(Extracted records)

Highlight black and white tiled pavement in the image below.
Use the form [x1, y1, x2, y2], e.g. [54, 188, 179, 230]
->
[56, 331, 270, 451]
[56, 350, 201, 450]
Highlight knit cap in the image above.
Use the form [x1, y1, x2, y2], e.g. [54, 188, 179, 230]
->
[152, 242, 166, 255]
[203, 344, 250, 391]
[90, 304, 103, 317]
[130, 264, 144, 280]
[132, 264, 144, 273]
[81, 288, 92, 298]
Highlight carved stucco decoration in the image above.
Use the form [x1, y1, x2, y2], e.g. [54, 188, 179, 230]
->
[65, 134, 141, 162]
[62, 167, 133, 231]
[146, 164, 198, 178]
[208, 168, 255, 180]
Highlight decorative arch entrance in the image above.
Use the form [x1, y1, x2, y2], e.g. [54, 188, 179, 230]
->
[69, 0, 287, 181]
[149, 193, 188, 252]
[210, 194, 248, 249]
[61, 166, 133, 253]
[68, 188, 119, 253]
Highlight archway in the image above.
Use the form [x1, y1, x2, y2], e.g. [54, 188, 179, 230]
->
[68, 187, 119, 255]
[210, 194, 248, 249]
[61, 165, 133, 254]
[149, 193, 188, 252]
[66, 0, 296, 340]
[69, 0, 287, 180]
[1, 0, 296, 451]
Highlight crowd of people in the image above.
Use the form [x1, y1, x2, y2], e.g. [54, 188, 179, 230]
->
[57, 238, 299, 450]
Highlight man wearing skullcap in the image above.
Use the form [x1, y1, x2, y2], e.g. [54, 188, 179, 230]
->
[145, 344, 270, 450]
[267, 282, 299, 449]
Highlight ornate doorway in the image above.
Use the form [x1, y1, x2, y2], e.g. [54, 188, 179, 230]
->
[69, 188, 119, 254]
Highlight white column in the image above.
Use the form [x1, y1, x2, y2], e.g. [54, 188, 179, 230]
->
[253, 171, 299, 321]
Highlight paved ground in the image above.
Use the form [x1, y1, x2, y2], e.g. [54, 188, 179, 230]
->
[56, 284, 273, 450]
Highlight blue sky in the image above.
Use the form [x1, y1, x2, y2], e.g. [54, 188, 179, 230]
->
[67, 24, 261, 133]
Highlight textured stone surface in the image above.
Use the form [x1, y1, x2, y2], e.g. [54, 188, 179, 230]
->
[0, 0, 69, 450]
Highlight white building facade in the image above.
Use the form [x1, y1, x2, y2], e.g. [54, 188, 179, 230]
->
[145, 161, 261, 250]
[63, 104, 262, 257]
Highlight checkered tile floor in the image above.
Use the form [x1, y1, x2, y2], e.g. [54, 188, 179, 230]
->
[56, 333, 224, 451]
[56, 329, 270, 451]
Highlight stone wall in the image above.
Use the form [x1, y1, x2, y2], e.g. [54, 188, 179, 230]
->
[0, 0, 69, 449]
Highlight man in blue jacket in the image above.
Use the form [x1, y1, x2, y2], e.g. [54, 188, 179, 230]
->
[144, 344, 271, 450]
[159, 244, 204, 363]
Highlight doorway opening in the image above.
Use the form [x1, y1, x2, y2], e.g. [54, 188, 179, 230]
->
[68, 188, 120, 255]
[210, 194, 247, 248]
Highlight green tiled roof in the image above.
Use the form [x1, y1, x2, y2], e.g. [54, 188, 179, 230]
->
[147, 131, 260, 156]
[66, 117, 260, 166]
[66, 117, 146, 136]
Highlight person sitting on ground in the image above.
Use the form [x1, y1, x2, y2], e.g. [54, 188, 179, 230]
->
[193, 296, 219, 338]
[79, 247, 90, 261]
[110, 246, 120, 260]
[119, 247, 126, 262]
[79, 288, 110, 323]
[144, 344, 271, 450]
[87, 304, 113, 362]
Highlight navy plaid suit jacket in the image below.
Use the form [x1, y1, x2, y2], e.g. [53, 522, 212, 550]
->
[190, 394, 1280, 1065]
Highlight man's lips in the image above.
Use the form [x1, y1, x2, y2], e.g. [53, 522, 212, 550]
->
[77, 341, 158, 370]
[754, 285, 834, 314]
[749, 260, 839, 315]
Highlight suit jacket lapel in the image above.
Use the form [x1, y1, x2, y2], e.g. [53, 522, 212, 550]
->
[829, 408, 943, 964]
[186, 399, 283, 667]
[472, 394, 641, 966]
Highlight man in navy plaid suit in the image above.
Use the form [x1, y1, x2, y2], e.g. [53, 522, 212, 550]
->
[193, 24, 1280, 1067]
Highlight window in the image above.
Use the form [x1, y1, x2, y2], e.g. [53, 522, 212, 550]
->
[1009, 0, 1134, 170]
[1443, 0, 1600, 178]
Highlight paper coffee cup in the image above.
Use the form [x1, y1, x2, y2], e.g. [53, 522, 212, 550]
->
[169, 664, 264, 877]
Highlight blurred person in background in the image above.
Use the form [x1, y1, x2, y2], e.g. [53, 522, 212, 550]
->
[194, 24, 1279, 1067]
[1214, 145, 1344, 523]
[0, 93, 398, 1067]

● WHAT YOU WILL DO:
Retype the data exactly as it reads.

● RESULT OF THIS TASK:
Highlight black and white tiled pavement in the image below.
Use the form [x1, y1, x2, y2], e.g. [54, 188, 179, 230]
->
[56, 331, 270, 451]
[56, 350, 201, 450]
Highlight knit cap in the image above.
Use the form [x1, y1, x2, y2], e.g. [54, 188, 179, 230]
->
[152, 242, 166, 255]
[203, 344, 250, 391]
[90, 304, 103, 317]
[130, 264, 144, 280]
[132, 264, 144, 273]
[81, 288, 92, 298]
Highlight carved stucco decoration in the image above.
Use the form [x1, y1, x2, y2], e.g. [54, 188, 179, 230]
->
[65, 134, 141, 162]
[62, 167, 133, 231]
[146, 164, 198, 178]
[208, 168, 255, 180]
Highlight decorative arch entrance in the image above.
Use the form [x1, y1, x2, y2], e.g. [54, 188, 179, 230]
->
[69, 0, 287, 181]
[149, 193, 188, 252]
[210, 194, 248, 249]
[61, 166, 133, 253]
[68, 188, 119, 253]
Highlight archway in the image above.
Use the form [x1, y1, x2, y2], e.g. [54, 188, 179, 230]
->
[68, 187, 119, 255]
[210, 194, 248, 249]
[61, 165, 133, 254]
[149, 193, 188, 252]
[66, 0, 296, 340]
[69, 0, 287, 180]
[1, 0, 296, 451]
Highlight crowd of people in the image above.
Use the form [x1, y1, x2, y2], e.g. [54, 188, 179, 230]
->
[57, 238, 299, 450]
Highlight man wearing skullcap in the image above.
Use the form [x1, y1, x2, y2], e.g. [54, 188, 179, 230]
->
[145, 344, 270, 450]
[267, 282, 299, 449]
Highlight ornate doorway in the image above.
Use the form [x1, y1, x2, y2], e.g. [54, 188, 179, 230]
->
[69, 188, 119, 254]
Highlight white column in the image above.
Use the form [x1, y1, x2, y2], e.g. [54, 188, 179, 230]
->
[253, 171, 299, 321]
Highlight paved ground in the image above.
Use the form [x1, y1, x2, y2], e.g. [54, 188, 179, 230]
->
[56, 284, 273, 450]
Highlight blue sky in the image above.
Use the form [x1, y1, x2, y2], e.g. [54, 188, 179, 230]
->
[67, 24, 261, 133]
Highlight textured stone surface in the image above.
Use the form [x1, y1, x2, y2], e.g. [54, 188, 179, 230]
->
[0, 0, 69, 450]
Highlight white building facade in the image above.
Use the form [x1, y1, x2, y2], e.g. [54, 188, 179, 230]
->
[145, 161, 261, 250]
[63, 104, 262, 257]
Highlight checkered tile floor in the image above.
Use the form [x1, y1, x2, y2], e.g. [54, 188, 179, 230]
->
[56, 333, 224, 451]
[56, 329, 270, 451]
Highlight stone wall in the image above.
Use the form [x1, y1, x2, y2], e.g. [54, 188, 179, 230]
->
[0, 0, 69, 449]
Highlight man in blue jacket in the image above.
Use the form [x1, y1, x2, y2], e.g. [54, 188, 179, 230]
->
[144, 344, 271, 450]
[159, 244, 204, 363]
Highlight doorway opening in the image above.
Use the form [x1, y1, x2, y2], e.g. [54, 188, 179, 230]
->
[68, 188, 120, 255]
[210, 194, 247, 248]
Highlight green tiled roof in the image above.
Use the form [x1, y1, x2, y2], e.g. [54, 188, 179, 230]
->
[147, 131, 260, 156]
[66, 117, 260, 166]
[66, 117, 146, 136]
Highlight person sitting on ground in the image above.
Use the form [x1, y1, x2, y2], e.g. [54, 188, 179, 230]
->
[193, 296, 219, 338]
[79, 247, 90, 261]
[110, 246, 120, 260]
[119, 247, 126, 262]
[79, 288, 110, 323]
[144, 344, 271, 450]
[87, 304, 113, 362]
Highlight navy plaid suit jacket in the image below.
Use the form [x1, y1, x2, y2], e.g. [53, 522, 212, 550]
->
[190, 394, 1280, 1065]
Highlight man's lips in the image above.
Use the form [x1, y1, x2, y2], e.g. [53, 522, 212, 550]
->
[77, 341, 158, 370]
[754, 285, 834, 314]
[749, 260, 839, 315]
Highlight suit jacket lapel in the image above.
Use the form [x1, y1, x2, y2], e.g. [53, 522, 212, 550]
->
[829, 408, 943, 964]
[186, 399, 283, 667]
[472, 394, 641, 966]
Highlight man in navy plaid suit in the image above.
Use the form [x1, y1, x2, y2], e.g. [53, 522, 212, 550]
->
[193, 24, 1280, 1067]
Highlight window in the image above.
Use the form [x1, y1, x2, y2], e.g. [53, 522, 212, 550]
->
[1009, 0, 1134, 170]
[1443, 0, 1600, 178]
Highlight paper coffee cup in the image above.
Use the form [x1, y1, x2, y2], e.g. [53, 522, 212, 550]
->
[169, 664, 264, 877]
Highlight blurred person in background in the image above.
Use the form [x1, y1, x2, y2], e.g. [53, 522, 212, 550]
->
[194, 24, 1279, 1067]
[1214, 145, 1344, 523]
[0, 93, 398, 1067]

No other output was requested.